#### [Your instructions]
Convert the material below into a JSON list of strings, one string per line, leaving out blank lines. Begin at the line that contains "screen in this photo." and continue through the end of the material.
START Exercise input
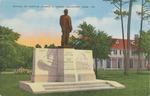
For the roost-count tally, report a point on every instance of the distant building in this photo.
(115, 62)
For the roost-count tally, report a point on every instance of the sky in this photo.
(38, 20)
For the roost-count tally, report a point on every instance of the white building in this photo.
(115, 62)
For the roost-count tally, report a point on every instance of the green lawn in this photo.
(136, 85)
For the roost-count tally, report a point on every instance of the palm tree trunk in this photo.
(126, 72)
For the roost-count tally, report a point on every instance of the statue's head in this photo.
(66, 11)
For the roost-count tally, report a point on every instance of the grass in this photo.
(136, 85)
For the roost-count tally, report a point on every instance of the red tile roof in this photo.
(118, 43)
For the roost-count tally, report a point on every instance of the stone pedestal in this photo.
(62, 65)
(64, 70)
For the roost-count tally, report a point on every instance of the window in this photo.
(119, 62)
(108, 63)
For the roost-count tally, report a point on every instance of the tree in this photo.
(91, 39)
(145, 44)
(126, 72)
(144, 15)
(8, 52)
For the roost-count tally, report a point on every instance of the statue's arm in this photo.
(70, 24)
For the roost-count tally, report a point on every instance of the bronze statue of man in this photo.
(66, 26)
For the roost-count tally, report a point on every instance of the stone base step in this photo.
(50, 87)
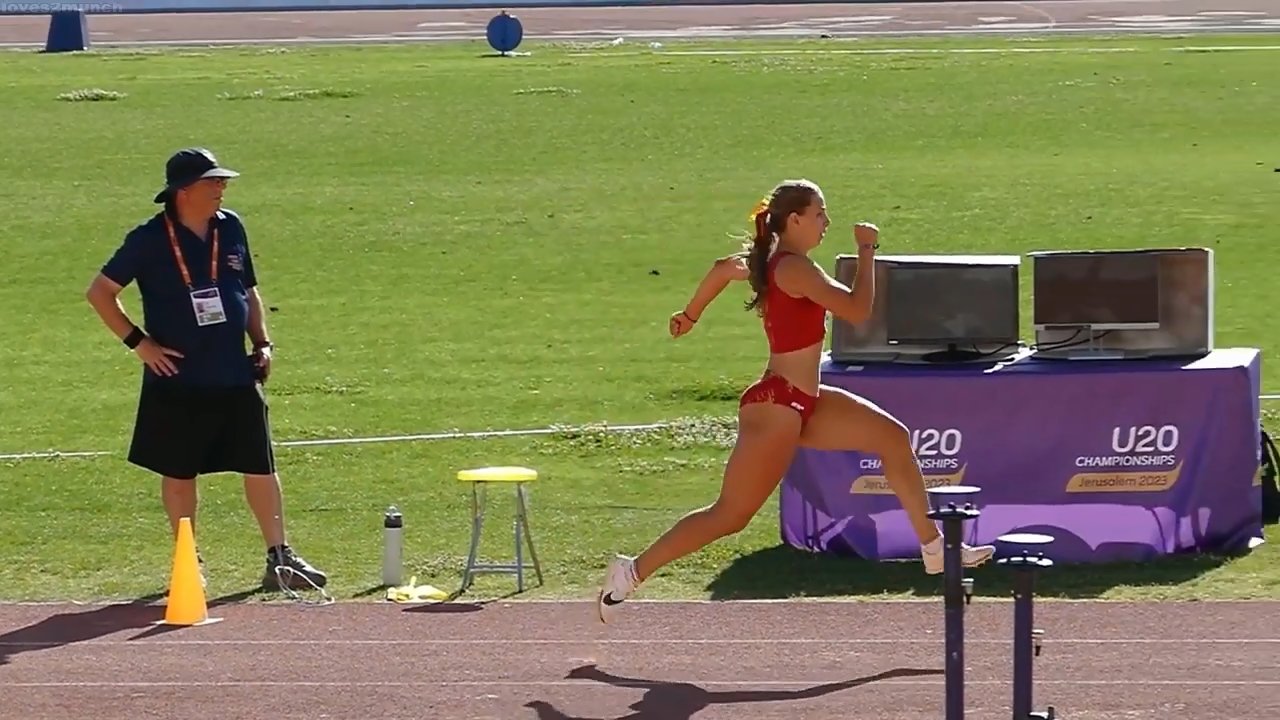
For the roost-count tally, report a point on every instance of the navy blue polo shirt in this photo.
(213, 355)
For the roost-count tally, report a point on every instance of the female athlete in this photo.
(789, 408)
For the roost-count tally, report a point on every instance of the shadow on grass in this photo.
(785, 572)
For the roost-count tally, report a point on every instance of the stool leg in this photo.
(529, 534)
(520, 551)
(476, 527)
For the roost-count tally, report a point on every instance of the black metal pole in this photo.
(954, 592)
(1024, 623)
(1024, 566)
(952, 533)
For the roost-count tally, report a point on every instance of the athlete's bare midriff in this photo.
(799, 367)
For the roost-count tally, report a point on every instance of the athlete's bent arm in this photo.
(801, 276)
(723, 270)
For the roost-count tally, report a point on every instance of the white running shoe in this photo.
(620, 582)
(969, 556)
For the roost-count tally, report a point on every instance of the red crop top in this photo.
(791, 323)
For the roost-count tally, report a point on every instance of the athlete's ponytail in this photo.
(768, 219)
(758, 258)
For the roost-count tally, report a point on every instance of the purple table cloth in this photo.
(1118, 460)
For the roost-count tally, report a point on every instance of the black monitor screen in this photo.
(1097, 288)
(952, 304)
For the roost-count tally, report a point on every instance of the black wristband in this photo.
(135, 337)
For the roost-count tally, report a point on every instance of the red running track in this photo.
(666, 661)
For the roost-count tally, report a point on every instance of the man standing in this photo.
(201, 406)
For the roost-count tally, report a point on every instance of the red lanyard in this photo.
(182, 263)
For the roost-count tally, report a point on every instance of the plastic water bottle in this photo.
(393, 529)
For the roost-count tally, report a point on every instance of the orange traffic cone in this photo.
(187, 604)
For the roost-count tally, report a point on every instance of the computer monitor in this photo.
(1098, 290)
(944, 304)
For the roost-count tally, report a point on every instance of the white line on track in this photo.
(625, 642)
(499, 682)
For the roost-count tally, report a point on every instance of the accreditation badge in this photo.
(209, 306)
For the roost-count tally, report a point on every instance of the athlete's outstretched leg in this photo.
(766, 442)
(845, 422)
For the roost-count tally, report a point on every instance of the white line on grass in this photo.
(419, 437)
(478, 434)
(913, 50)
END Exercise input
#### [Finished task]
[
  "For the roost-count tally, report a point on every instance of the black monitor screen in this photo.",
  "(1097, 288)",
  "(952, 304)",
  "For the roost-count tally, report a point on every instance of the black wristband in this photo.",
  "(135, 337)",
  "For the roost-count tally, report a point on every instance of the red running track in this photo.",
  "(666, 661)",
  "For the roost-count tally, report a point on every instance of the man standing in this photo.",
  "(201, 406)",
  "For the roost-count tally, report a point on every instance of the red lanyard in this photo.",
  "(182, 263)",
  "For the roost-count tally, report a point on every instance of the plastic water bottle in this photo.",
  "(393, 529)",
  "For the roost-count tally, report a point on every instance of the orange traffic cone in this photo.",
  "(187, 604)",
  "For the roost-count tally, report a point on every instance of the computer monitor in this photo.",
  "(1098, 290)",
  "(944, 304)",
  "For the roost-count tally, report a point on every instance of the white line on track in this photo.",
  "(625, 642)",
  "(499, 682)",
  "For the roost-count tally, report a point on every instance of the accreditation badge in this photo.",
  "(209, 306)",
  "For the roost-count tally, report a point on every instance of the athlete's outstretched leg in this photo.",
  "(766, 442)",
  "(845, 422)",
  "For the roost-count tally, report a point on every instance of the white line on grass in this photo.",
  "(419, 437)",
  "(478, 434)",
  "(913, 50)"
]